Transcribe exactly the line that contains "Target: man's dark jersey" and every line below it in the listing, through the last, and no other lines.

=== Material shown ===

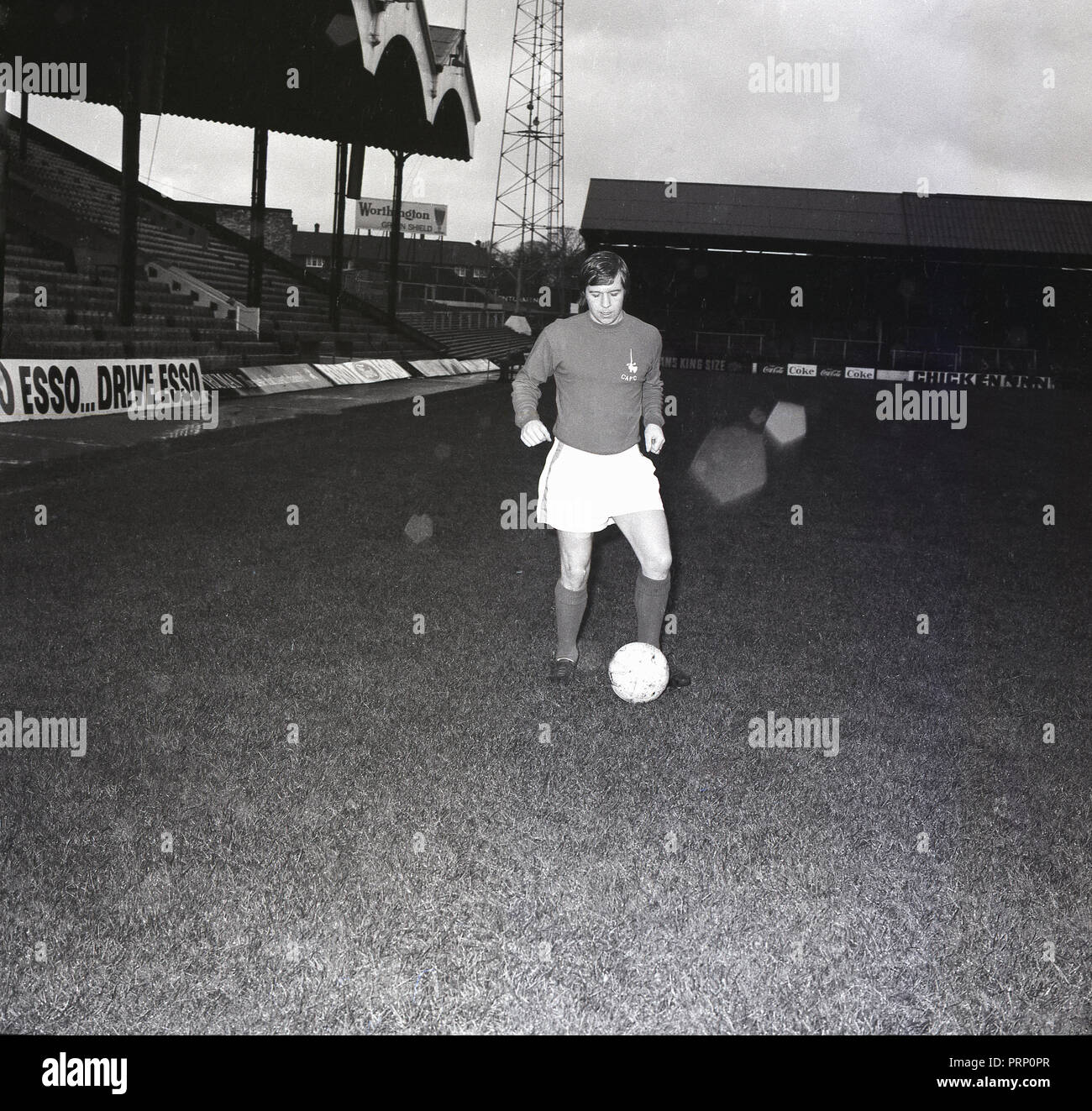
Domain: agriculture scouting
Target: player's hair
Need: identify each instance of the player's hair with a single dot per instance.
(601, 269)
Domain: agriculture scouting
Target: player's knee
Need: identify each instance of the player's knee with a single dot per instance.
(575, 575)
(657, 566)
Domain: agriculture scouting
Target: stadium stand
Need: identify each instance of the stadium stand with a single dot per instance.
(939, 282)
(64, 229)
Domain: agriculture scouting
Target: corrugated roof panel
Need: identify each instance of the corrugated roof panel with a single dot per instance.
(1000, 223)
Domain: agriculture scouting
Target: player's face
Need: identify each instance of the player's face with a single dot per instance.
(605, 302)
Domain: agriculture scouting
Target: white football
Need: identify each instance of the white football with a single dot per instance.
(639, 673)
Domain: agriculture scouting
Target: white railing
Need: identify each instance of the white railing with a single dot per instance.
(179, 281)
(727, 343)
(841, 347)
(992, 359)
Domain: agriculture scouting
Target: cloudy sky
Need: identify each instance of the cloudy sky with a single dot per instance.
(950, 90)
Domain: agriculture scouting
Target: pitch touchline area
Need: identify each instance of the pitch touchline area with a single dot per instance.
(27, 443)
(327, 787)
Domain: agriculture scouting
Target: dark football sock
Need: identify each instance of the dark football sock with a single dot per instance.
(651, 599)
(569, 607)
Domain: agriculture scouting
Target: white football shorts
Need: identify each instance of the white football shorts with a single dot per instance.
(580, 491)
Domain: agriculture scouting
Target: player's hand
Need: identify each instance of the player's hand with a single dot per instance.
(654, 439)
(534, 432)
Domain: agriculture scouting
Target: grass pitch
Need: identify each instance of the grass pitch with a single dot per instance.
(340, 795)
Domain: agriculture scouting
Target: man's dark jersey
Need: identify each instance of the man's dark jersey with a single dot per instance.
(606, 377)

===

[The completed task]:
Target: man's dark jersey
Need: identify each instance of the man's dark jersey with a single dot per instance.
(606, 377)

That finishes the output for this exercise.